What is expected
Everything in the records below from the line containing "Q: For every instance of the glass railing in" through the line containing "Q: For every instance of the tree trunk" is to be reproduced exactly, those two lines included; no picture is to be copied.
### Listed entries ###
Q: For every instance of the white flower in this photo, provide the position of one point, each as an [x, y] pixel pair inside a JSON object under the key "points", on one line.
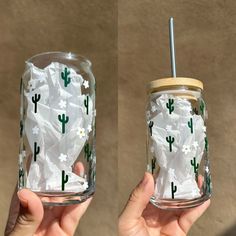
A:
{"points": [[168, 128], [86, 84], [81, 132], [35, 130], [63, 157], [153, 109], [195, 144], [89, 128], [186, 149], [62, 104]]}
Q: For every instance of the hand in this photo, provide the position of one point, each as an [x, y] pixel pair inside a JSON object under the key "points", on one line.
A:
{"points": [[27, 216], [141, 218]]}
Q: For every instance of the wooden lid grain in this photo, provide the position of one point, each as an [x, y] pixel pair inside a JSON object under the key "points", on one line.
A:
{"points": [[164, 83]]}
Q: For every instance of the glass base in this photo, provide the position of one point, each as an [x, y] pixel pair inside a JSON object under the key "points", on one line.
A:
{"points": [[175, 204], [63, 198]]}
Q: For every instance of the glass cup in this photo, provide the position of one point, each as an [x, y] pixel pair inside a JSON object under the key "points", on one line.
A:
{"points": [[177, 144], [57, 158]]}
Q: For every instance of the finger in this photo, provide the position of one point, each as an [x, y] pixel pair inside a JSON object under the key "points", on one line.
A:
{"points": [[30, 215], [188, 217], [13, 212], [72, 215], [139, 199]]}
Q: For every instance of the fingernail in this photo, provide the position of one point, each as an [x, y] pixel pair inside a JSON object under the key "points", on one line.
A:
{"points": [[23, 201]]}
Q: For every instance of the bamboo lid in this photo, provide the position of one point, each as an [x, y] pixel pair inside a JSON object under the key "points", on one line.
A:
{"points": [[164, 83]]}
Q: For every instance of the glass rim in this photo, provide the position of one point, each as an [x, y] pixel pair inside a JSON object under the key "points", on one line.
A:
{"points": [[66, 55]]}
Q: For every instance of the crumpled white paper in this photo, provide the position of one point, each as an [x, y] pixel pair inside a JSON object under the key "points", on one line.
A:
{"points": [[175, 166], [58, 151]]}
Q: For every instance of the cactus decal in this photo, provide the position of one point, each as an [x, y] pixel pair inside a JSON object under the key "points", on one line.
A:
{"points": [[65, 77], [173, 190], [206, 144], [153, 164], [202, 107], [195, 165], [190, 125], [151, 123], [35, 100], [87, 152], [86, 104], [64, 180], [170, 105], [170, 140], [36, 150], [63, 119]]}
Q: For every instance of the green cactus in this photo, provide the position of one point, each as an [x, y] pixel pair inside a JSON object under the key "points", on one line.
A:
{"points": [[195, 165], [36, 150], [86, 104], [153, 164], [151, 123], [170, 140], [64, 180], [170, 105], [35, 100], [202, 107], [206, 144], [64, 76], [173, 190], [63, 119], [190, 125], [87, 152]]}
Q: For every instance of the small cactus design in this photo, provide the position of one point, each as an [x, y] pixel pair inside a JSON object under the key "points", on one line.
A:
{"points": [[65, 77], [202, 107], [170, 105], [153, 164], [63, 119], [206, 144], [173, 190], [170, 140], [87, 152], [195, 165], [35, 100], [36, 150], [190, 125], [151, 123], [21, 128], [64, 180], [86, 104]]}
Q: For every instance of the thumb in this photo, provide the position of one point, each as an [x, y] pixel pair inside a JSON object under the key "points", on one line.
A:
{"points": [[31, 213], [139, 199]]}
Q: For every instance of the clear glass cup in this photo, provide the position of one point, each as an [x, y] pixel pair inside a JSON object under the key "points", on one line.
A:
{"points": [[177, 144], [57, 158]]}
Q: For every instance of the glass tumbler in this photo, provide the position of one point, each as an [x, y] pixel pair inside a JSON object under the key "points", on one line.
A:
{"points": [[177, 144], [57, 158]]}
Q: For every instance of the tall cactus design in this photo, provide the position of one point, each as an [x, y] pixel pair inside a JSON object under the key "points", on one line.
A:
{"points": [[202, 107], [195, 165], [36, 150], [153, 164], [63, 119], [170, 105], [87, 152], [206, 144], [151, 123], [170, 140], [190, 125], [86, 104], [64, 180], [65, 77], [173, 190], [35, 100]]}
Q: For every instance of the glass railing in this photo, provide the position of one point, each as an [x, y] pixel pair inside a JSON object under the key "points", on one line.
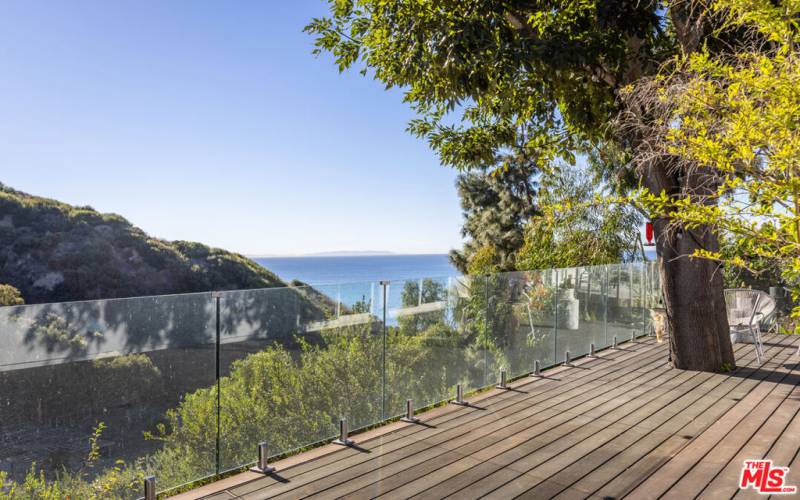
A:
{"points": [[95, 396]]}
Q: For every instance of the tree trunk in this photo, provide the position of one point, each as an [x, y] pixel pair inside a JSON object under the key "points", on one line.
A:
{"points": [[694, 300]]}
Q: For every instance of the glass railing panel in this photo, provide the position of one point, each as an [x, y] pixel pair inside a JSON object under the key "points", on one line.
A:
{"points": [[294, 362], [94, 394], [581, 303], [625, 301], [522, 314], [654, 315], [433, 336]]}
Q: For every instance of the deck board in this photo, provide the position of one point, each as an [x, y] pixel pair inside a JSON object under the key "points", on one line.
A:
{"points": [[625, 424]]}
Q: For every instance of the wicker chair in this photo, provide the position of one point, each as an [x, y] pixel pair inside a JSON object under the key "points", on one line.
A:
{"points": [[746, 308]]}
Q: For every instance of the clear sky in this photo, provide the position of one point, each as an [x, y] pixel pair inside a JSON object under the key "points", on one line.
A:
{"points": [[211, 121]]}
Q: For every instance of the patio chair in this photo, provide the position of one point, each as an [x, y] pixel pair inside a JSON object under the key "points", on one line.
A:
{"points": [[744, 315]]}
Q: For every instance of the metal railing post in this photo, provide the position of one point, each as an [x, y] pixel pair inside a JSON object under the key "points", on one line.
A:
{"points": [[459, 396], [502, 383], [217, 296], [150, 488], [410, 412], [385, 287], [262, 466], [555, 322], [344, 438]]}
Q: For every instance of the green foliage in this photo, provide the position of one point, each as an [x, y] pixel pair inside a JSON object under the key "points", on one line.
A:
{"points": [[496, 206], [731, 120], [10, 296], [513, 74], [577, 228], [75, 253]]}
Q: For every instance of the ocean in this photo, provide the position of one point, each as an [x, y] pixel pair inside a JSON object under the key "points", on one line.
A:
{"points": [[355, 269], [356, 278]]}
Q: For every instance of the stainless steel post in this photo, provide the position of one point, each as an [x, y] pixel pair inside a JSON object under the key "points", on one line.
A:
{"points": [[410, 412]]}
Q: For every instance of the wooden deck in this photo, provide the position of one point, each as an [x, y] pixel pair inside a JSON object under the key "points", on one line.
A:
{"points": [[622, 425]]}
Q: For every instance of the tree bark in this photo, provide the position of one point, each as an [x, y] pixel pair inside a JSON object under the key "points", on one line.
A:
{"points": [[694, 301], [692, 288]]}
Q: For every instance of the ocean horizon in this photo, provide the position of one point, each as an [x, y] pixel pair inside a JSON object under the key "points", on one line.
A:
{"points": [[327, 270]]}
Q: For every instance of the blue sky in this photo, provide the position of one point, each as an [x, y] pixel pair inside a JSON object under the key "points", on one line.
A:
{"points": [[211, 121]]}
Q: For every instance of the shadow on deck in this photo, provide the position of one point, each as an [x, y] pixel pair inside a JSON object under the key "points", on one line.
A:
{"points": [[625, 425]]}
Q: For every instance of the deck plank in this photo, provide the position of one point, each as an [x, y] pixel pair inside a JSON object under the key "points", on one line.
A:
{"points": [[623, 425], [506, 406]]}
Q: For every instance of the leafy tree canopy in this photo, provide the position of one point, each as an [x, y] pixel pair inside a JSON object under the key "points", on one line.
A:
{"points": [[530, 72]]}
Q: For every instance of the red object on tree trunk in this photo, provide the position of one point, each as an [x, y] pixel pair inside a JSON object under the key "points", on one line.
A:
{"points": [[648, 232]]}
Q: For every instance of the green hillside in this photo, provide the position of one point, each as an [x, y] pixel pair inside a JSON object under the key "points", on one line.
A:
{"points": [[54, 252]]}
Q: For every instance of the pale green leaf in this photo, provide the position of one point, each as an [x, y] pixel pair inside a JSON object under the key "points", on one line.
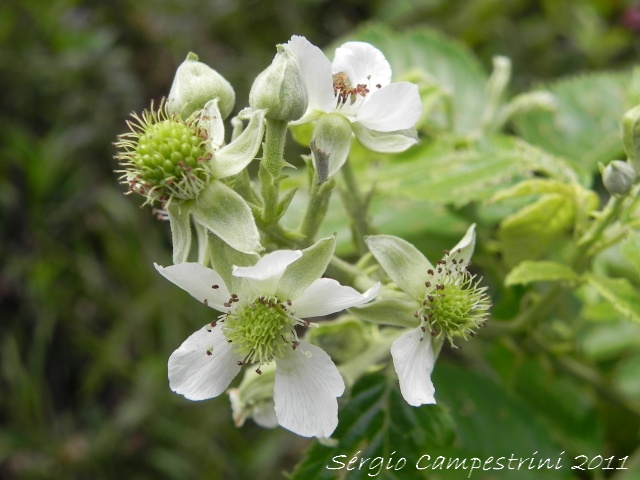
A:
{"points": [[624, 296], [585, 127], [542, 271], [308, 268], [533, 230]]}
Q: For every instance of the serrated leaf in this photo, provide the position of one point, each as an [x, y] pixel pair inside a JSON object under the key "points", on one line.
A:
{"points": [[630, 250], [445, 172], [533, 230], [624, 297], [544, 271], [585, 128], [426, 57]]}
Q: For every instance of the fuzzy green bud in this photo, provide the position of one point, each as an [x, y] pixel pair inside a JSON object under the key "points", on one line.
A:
{"points": [[254, 398], [618, 177], [194, 85], [280, 89]]}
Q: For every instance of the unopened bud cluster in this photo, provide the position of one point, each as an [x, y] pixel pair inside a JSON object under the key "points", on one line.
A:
{"points": [[163, 156]]}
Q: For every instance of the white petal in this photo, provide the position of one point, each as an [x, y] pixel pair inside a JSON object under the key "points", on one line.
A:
{"points": [[414, 361], [199, 281], [394, 107], [307, 385], [326, 296], [464, 249], [196, 374], [315, 68], [266, 274], [363, 63]]}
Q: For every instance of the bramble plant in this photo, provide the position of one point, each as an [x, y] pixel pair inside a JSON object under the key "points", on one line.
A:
{"points": [[315, 299]]}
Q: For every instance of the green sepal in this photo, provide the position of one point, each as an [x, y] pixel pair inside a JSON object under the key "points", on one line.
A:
{"points": [[331, 142], [389, 311], [226, 214], [180, 221], [385, 142], [307, 269], [543, 271], [622, 295], [403, 262]]}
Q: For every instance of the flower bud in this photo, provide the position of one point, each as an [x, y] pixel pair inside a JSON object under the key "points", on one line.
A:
{"points": [[280, 88], [618, 177], [194, 85], [631, 136]]}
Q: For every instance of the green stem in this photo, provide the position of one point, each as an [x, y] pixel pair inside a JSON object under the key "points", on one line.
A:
{"points": [[271, 166], [355, 206]]}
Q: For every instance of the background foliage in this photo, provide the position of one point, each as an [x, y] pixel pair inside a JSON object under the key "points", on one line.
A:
{"points": [[86, 326]]}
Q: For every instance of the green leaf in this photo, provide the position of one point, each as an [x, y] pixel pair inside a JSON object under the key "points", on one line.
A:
{"points": [[226, 214], [624, 297], [180, 220], [630, 250], [308, 268], [403, 262], [427, 58], [535, 229], [388, 311], [377, 422], [585, 128], [530, 272]]}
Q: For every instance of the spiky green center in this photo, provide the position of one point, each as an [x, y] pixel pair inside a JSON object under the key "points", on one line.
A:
{"points": [[454, 307], [163, 157], [260, 332]]}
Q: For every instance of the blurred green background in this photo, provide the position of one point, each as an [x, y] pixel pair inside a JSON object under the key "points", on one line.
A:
{"points": [[86, 324]]}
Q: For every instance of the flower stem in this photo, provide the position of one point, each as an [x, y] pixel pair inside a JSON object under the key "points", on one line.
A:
{"points": [[319, 196], [270, 168]]}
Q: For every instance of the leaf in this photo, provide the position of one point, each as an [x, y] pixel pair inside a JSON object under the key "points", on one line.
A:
{"points": [[535, 229], [630, 250], [544, 271], [426, 57], [377, 422], [447, 172], [585, 128], [624, 297]]}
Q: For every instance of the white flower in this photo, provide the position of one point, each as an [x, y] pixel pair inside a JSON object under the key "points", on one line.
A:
{"points": [[262, 304], [448, 304], [355, 92]]}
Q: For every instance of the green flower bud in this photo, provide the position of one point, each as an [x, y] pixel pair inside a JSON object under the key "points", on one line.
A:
{"points": [[618, 177], [163, 157], [254, 398], [631, 136], [280, 88], [194, 85]]}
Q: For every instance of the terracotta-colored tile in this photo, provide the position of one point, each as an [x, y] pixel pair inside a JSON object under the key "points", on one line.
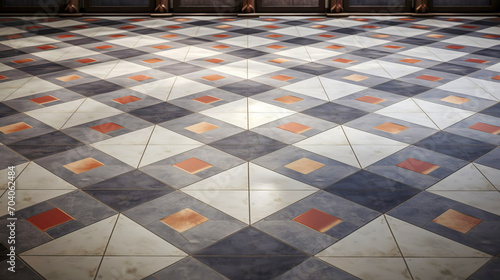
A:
{"points": [[213, 77], [295, 127], [103, 47], [480, 61], [355, 78], [86, 60], [279, 60], [201, 127], [304, 165], [193, 165], [410, 60], [162, 47], [288, 99], [318, 220], [69, 78], [49, 219], [140, 78], [83, 165], [276, 47], [455, 99], [343, 60], [11, 128], [26, 60], [371, 99], [152, 60], [214, 60], [126, 99], [488, 128], [429, 78], [418, 166], [44, 99], [391, 127], [107, 127], [457, 221], [184, 220], [207, 99]]}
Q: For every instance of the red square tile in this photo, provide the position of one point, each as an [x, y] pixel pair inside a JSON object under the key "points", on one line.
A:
{"points": [[318, 220], [49, 219], [107, 127], [418, 166]]}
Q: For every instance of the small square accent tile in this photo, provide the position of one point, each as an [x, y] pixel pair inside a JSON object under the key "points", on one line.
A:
{"points": [[355, 78], [107, 127], [488, 128], [391, 127], [69, 78], [207, 99], [371, 99], [193, 165], [126, 99], [44, 99], [282, 78], [83, 165], [318, 220], [213, 78], [49, 219], [457, 221], [11, 128], [184, 220], [429, 78], [288, 99], [295, 127], [201, 127], [140, 78], [418, 166], [304, 165], [455, 99]]}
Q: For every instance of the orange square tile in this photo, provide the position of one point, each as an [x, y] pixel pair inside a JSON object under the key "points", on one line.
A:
{"points": [[457, 221], [140, 78], [391, 127], [371, 99], [49, 219], [23, 60], [69, 78], [429, 78], [318, 220], [214, 60], [418, 166], [343, 60], [152, 60], [488, 128], [83, 165], [410, 60], [207, 99], [193, 165], [455, 99], [44, 99], [213, 78], [304, 165], [184, 220], [355, 78], [201, 127], [288, 99], [295, 127], [126, 99], [107, 127], [11, 128], [86, 60]]}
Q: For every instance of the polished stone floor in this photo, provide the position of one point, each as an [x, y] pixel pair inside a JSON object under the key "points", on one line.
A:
{"points": [[264, 148]]}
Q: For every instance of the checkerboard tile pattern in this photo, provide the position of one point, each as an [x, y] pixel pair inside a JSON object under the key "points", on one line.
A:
{"points": [[263, 148]]}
###
Solution to this task
Q: For every instance of the glass railing in this photo, provide the position of one point, each as an [x, y] pixel pair inside a JSON object under the key "points", on one line.
A:
{"points": [[95, 396]]}
Q: For every instance of the tree trunk in this photo, provide the position of one point, each as an [x, y] pixel pair inside a JSON object under the key "points", on one line.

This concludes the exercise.